Exercise inputs
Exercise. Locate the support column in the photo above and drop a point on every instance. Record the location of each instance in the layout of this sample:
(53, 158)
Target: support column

--

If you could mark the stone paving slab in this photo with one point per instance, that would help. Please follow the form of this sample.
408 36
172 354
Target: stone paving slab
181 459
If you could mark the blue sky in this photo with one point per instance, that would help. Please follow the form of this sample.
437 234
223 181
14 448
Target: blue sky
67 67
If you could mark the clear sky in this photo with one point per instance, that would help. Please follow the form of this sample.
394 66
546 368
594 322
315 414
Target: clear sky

--

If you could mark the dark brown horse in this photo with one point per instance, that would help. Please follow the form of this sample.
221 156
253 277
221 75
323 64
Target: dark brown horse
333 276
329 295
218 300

To do
Return every line of the listing above where "form" appears.

Result
If you could mark the stone paving slab in this photo with one point per instance, that would help. Please follow the form of this sample.
If you could mark the blue sky in this photo with one point per instance, that would help. Please follow the form of this sample.
If you could mark the clear sky in this photo with one point per instance, that would help. Please follow the form of this sample.
If you could mark the dark brown horse in this photo with one point per instance, that would help. Please follow the form of this sample.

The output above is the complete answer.